**QUOTED PASSAGE**
—————

I read this in Isla Blair’s accomplished autobiography A Tiger’s Wedding which opens describing her magical childhood years in India during the last days of the Raj, growing up on a tea plantation: and I am therefore unsurprised to be offered the perfect cup of tea at Isla’s home in Barnes, where she now lives with her husband and fellow actor Julian Glover. The afternoon tea ceremony - including lemon cake (plus napkin and fork) - creates the perfect space to talk about her debut book.

Although Isla’s childhood idyll - spent with her beloved sister Fiona, beautiful parents and a devoted Ayah, surrounded by exotic wildlife and breathtaking scenery - ended when the two girls were sent to school in post-war austere Scotland, Isla surprises me when she expresses no hurt or anger at this enforced separation, neither on the page nor in conversation. ‘My compassion was much more for my parents,’ she tells me. ‘People expect me to be bitter but I am not. If they had not sent us away, they would have been regarded as neglectful. They missed us horribly. It was worse for them in a way.’

Isla’s memories are so vividly and crisply recounted in A Tiger’s Wedding that I compliment her on her powers of recall. She laughs: ‘Oh yes my memory drives Julian insane. I can tell you what people were wearing at a party in 1975. I always remember names and faces. People always think learning lines is the hardest thing for an actress. It’s not for me. I learn by hearing them. Once I hear something out loud, I never forget it. I am the same with music.’ Shockingly, Isla did not learn to read until she was 11 – ‘I slipped through the net... I was illiterate but I was not dyslexic. My sister used to read all our letters out loud. I pretended I had read them,’ she says, the skills of recall naturally developing fast, in compensation. Isla is currently championing the Evening Standard’s Literacy Campaign.

—————

**INFORMATION SUPPLIED**
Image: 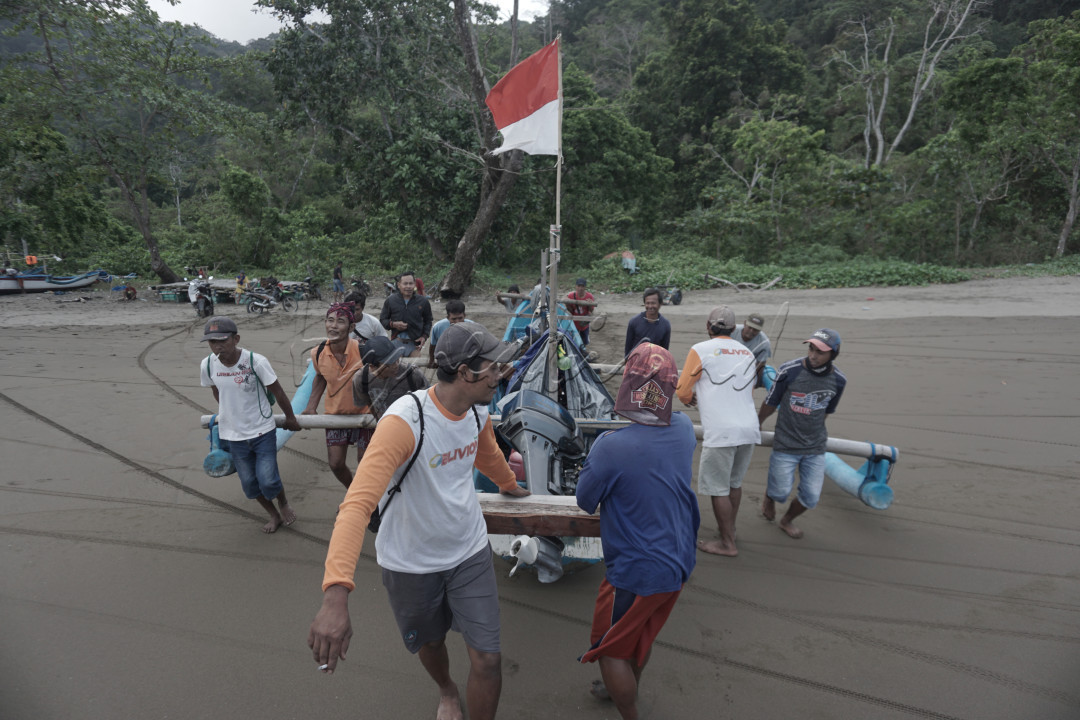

—————

**EXERCISE GOAL**
According to the passage about Isla Blair's autobiography, at what age did she learn to read?

**RESPONSE TO THE EXERCISE**
She did not learn to read until she was 11.